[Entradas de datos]
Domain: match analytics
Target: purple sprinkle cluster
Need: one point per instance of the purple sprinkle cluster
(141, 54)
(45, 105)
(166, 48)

● **Tu tarea**: Convierte todo el listado anterior en un CSV de dos columnas, «texto» y «respuesta», con una fila por cada texto y su respuesta. Pon cada valor entre comillas en un solo campo y reemplaza los saltos de línea por espacios.

● **Solución escrita**:
texto,respuesta
"Domain: match analytics Target: purple sprinkle cluster Need: one point per instance of the purple sprinkle cluster","(141, 54) (45, 105) (166, 48)"